#### Set task a
Retype the following passage on office benefits and employee retention word for word.

#### Selected passage
^^^^^^^^

Building better benefits
So, how can your office compete? As we discuss in our eBook, it’s not just about offering a better salary. In fact, 80% of US employees would choose increased & better benefits over a 30% higher salary and no benefits.
Oftentimes, Millennial employees are moving away from home to new cities. They have a job, but they don’t know anyone in the city. Worse, they may be struggling to befriend people since they spend so much time at work. That’s why more employees want their offices to be more like a “second family” – people they can connect with at the office and beyond.
As Tracy writes:
“Meaningful work is not just a matter of the company’s mission; it’s also about empowering culture… The search for meaningful work often makes finding a company that minimizes office politics. Job seekers are drawn to companies with tight-knit teams and transparent, inclusive cultures.”
The thing is – you can’t just wave a magic wand and expect office politics to go away. This is especially true if your office already has negative aspects of culture built-in. How can you negate those aspects, and encourage new ones?
Employee retention through catering
One of the best ways to boost office community is through food. During mealtime, employees have longer conversations, more personal connections, and deeper bonds. Whether they’re talking about work or their personal lives, these conversations stick with them. That tension between the Marketing and Sales teams, over this quarters goals? It’s not gone, but it’s easier to ignore and work around disagreements when employees know each other personally – not just professionally. That company roadblock you’ve been having? An Engineer and an Account Manager happened to sit next to each other, and came up with a just-so-crazy-it-might-work solution.

^^^^^^^^

#### Entries provided
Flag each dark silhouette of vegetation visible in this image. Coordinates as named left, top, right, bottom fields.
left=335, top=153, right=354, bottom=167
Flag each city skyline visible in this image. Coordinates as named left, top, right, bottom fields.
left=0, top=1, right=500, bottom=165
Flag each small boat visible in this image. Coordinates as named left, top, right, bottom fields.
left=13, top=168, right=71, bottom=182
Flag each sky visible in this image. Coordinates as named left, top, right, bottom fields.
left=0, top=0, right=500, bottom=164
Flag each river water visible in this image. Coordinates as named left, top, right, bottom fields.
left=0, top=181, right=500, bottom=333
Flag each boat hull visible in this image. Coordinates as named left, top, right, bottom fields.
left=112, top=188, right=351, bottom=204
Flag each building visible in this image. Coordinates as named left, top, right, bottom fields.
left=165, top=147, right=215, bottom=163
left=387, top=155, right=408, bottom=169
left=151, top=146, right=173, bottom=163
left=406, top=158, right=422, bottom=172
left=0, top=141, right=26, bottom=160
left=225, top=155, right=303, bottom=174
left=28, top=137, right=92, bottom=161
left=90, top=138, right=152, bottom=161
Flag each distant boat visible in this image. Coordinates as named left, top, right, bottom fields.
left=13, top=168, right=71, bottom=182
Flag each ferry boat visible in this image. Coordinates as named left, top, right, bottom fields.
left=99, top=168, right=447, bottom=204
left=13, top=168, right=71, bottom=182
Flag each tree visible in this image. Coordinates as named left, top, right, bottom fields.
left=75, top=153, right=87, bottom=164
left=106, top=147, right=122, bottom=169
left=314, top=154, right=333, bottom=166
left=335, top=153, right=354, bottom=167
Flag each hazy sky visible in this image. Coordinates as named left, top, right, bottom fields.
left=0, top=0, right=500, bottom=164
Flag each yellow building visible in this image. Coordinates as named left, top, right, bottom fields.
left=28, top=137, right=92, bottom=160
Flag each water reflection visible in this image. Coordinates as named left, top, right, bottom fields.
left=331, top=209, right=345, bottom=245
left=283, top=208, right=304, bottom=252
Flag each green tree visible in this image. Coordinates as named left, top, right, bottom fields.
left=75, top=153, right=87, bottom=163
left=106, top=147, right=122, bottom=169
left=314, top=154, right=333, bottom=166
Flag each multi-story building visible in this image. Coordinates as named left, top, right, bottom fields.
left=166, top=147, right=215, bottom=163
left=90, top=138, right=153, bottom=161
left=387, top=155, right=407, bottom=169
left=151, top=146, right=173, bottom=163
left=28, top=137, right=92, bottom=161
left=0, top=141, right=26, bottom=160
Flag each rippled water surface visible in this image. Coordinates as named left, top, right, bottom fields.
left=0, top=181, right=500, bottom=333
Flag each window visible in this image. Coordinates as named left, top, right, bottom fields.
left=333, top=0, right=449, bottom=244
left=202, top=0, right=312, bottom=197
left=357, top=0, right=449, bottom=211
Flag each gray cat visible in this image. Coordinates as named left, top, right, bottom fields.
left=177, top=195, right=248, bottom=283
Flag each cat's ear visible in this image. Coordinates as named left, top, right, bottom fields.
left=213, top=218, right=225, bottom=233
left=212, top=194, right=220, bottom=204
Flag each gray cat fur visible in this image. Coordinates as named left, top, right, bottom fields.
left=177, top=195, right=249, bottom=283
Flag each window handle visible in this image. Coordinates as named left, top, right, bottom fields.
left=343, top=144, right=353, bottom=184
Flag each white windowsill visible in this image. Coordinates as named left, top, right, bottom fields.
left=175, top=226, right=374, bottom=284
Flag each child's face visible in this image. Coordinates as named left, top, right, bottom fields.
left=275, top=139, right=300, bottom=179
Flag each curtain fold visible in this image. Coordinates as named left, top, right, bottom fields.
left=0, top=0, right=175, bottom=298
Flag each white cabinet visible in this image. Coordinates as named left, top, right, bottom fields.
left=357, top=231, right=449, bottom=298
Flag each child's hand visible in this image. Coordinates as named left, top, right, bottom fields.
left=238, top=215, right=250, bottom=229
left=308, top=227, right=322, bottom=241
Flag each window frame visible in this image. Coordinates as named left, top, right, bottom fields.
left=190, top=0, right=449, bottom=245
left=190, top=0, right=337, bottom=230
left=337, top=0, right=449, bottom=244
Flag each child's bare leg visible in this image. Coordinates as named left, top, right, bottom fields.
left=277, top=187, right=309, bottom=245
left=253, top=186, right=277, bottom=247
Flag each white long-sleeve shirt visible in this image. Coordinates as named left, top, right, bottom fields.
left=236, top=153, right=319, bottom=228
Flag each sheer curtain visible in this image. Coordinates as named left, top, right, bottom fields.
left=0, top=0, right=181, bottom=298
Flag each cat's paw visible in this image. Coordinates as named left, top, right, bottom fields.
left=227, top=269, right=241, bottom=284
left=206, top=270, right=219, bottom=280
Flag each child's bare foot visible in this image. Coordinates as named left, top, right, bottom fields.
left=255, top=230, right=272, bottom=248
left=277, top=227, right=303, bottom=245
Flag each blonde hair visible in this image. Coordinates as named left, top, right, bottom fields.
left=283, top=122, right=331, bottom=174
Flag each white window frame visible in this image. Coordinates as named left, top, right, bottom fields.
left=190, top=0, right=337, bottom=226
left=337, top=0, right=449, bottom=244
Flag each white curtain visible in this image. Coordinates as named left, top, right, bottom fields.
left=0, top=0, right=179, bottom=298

^^^^^^^^

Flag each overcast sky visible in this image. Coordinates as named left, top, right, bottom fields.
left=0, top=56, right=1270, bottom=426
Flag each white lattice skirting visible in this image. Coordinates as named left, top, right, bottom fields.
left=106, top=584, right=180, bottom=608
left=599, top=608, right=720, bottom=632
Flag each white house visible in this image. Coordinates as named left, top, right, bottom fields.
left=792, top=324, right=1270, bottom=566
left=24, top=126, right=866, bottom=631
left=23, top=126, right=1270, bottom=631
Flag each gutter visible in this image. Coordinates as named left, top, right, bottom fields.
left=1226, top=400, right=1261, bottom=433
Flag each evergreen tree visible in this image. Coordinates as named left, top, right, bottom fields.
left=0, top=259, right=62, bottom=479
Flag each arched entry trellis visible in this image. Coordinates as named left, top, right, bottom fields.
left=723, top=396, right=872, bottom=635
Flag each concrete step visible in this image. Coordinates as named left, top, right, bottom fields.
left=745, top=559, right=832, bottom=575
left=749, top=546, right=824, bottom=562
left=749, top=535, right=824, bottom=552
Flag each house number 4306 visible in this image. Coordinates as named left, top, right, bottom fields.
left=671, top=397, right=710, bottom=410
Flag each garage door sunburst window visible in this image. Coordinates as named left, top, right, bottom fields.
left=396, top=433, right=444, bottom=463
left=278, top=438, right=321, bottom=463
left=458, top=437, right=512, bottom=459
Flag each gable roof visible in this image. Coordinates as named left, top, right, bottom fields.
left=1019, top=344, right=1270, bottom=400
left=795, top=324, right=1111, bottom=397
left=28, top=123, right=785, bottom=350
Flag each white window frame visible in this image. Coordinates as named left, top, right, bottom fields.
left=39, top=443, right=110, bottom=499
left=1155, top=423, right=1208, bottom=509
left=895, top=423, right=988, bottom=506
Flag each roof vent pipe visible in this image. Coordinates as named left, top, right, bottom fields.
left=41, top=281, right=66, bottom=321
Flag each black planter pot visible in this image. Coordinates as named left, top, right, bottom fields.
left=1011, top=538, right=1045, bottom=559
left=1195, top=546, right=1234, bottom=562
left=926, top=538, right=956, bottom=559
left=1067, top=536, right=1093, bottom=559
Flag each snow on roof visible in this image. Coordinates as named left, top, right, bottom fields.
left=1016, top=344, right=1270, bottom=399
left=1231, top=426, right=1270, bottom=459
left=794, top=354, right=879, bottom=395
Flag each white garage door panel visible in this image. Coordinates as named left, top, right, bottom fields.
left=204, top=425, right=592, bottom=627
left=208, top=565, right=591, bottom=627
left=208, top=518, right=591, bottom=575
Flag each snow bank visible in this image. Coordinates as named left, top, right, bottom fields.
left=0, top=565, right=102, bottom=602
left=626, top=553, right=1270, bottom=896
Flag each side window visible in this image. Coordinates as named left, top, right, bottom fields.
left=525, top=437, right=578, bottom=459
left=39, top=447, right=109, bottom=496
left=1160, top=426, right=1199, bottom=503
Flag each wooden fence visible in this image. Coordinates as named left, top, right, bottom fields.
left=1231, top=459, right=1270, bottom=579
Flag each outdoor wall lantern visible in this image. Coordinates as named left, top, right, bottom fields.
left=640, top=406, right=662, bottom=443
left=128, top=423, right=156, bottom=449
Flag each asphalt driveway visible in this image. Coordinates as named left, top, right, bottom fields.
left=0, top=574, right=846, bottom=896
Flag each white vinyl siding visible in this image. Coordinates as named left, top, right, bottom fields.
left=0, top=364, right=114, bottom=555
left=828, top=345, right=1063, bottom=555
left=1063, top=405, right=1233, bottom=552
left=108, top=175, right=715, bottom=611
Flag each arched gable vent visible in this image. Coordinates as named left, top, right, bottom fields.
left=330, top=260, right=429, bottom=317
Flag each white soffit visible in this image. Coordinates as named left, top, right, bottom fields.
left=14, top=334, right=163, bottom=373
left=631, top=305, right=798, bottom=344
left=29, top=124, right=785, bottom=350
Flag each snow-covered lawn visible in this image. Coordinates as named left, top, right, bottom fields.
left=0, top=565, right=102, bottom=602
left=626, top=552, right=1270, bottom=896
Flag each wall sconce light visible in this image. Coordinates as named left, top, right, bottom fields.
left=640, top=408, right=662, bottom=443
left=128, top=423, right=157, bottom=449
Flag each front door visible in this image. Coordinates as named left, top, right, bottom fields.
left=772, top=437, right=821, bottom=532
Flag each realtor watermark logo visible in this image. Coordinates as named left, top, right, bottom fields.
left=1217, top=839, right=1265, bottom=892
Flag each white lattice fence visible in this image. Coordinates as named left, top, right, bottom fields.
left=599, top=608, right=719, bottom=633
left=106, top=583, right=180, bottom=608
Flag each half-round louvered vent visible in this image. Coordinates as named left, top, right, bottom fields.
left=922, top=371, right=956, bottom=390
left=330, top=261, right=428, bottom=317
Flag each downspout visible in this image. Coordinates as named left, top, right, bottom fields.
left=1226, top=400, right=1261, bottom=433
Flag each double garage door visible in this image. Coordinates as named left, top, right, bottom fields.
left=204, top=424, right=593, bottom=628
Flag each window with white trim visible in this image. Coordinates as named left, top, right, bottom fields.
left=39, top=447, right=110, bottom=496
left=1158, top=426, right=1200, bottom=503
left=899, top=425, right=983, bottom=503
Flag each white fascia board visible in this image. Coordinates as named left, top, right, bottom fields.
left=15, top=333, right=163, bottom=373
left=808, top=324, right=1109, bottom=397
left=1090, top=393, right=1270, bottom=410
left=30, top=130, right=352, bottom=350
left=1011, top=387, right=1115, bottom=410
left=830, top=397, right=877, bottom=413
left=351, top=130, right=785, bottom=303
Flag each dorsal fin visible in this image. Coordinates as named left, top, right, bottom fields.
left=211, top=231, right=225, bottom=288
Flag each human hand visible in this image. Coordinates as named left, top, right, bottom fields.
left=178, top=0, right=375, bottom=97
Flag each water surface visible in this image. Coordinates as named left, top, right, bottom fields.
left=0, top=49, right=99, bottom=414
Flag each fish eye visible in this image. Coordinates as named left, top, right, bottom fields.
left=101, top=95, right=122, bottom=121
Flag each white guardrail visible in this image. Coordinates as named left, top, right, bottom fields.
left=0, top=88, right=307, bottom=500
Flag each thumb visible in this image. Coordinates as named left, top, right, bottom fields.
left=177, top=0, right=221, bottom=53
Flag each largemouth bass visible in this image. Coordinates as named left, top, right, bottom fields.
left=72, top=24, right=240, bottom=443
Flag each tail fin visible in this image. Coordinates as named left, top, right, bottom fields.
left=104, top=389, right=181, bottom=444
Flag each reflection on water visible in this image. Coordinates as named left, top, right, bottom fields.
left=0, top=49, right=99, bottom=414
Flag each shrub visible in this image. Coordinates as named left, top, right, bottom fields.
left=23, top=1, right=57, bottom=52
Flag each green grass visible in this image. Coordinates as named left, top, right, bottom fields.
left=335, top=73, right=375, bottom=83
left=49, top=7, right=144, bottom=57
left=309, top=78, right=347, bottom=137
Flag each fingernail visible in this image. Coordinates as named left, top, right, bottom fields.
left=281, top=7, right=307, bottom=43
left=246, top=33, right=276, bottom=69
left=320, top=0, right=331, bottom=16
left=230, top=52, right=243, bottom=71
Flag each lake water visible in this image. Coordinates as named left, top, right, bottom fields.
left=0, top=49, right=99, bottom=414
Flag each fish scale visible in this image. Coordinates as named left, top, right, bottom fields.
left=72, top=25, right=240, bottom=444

^^^^^^^^

#### Set task b
Echo back, unchanged, the stretch of rows from the line containing "Flag each shrub" through the line containing "left=72, top=25, right=240, bottom=444".

#### Complete output a
Building better benefits
So, how can your office compete? As we discuss in our eBook, it’s not just about offering a better salary. In fact, 80% of US employees would choose increased & better benefits over a 30% higher salary and no benefits.
Oftentimes, Millennial employees are moving away from home to new cities. They have a job, but they don’t know anyone in the city. Worse, they may be struggling to befriend people since they spend so much time at work. That’s why more employees want their offices to be more like a “second family” – people they can connect with at the office and beyond.
As Tracy writes:
“Meaningful work is not just a matter of the company’s mission; it’s also about empowering culture… The search for meaningful work often makes finding a company that minimizes office politics. Job seekers are drawn to companies with tight-knit teams and transparent, inclusive cultures.”
The thing is – you can’t just wave a magic wand and expect office politics to go away. This is especially true if your office already has negative aspects of culture built-in. How can you negate those aspects, and encourage new ones?
Employee retention through catering
One of the best ways to boost office community is through food. During mealtime, employees have longer conversations, more personal connections, and deeper bonds. Whether they’re talking about work or their personal lives, these conversations stick with them. That tension between the Marketing and Sales teams, over this quarters goals? It’s not gone, but it’s easier to ignore and work around disagreements when employees know each other personally – not just professionally. That company roadblock you’ve been having? An Engineer and an Account Manager happened to sit next to each other, and came up with a just-so-crazy-it-might-work solution.

#### Complete output b
Flag each shrub visible in this image. Coordinates as named left, top, right, bottom fields.
left=23, top=1, right=57, bottom=52
Flag each green grass visible in this image. Coordinates as named left, top, right, bottom fields.
left=335, top=73, right=375, bottom=83
left=49, top=7, right=144, bottom=57
left=309, top=78, right=347, bottom=137
Flag each fingernail visible in this image. Coordinates as named left, top, right, bottom fields.
left=281, top=7, right=307, bottom=43
left=246, top=33, right=276, bottom=69
left=320, top=0, right=331, bottom=16
left=230, top=52, right=243, bottom=71
Flag each lake water visible in this image. Coordinates as named left, top, right, bottom fields.
left=0, top=49, right=99, bottom=414
Flag each fish scale visible in this image. Coordinates as named left, top, right, bottom fields.
left=72, top=25, right=240, bottom=444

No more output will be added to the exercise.